— Task goal —
Find the line containing "Category: dealership building". Reproduce it and every line after it up to the end of the records, exactly as written.

— Start Entries —

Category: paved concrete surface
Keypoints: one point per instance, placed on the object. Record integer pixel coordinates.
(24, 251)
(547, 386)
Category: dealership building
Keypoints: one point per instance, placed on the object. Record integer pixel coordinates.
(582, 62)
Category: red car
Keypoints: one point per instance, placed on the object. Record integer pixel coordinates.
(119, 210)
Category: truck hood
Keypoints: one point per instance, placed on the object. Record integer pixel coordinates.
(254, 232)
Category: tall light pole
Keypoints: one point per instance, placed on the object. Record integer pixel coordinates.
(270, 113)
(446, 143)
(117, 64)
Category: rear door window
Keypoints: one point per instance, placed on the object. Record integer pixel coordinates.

— End Entries —

— Answer —
Category: dealership building
Keypoints: one point per instance, placed on the object. Record integer pixel coordinates.
(582, 62)
Category: red car
Keypoints: one point per instance, placed on the object. Record integer pixel coordinates.
(119, 210)
Category: truck hood
Keypoints: one point per instance, placed on the object. Record integer pixel coordinates.
(254, 232)
Category: tall light pole
Keypoints: one point per instance, placed on the object. Record integer pixel coordinates.
(270, 113)
(446, 143)
(117, 64)
Category: rear door window
Keypoints: one point per instance, placed on the object. Record integer pixel coordinates.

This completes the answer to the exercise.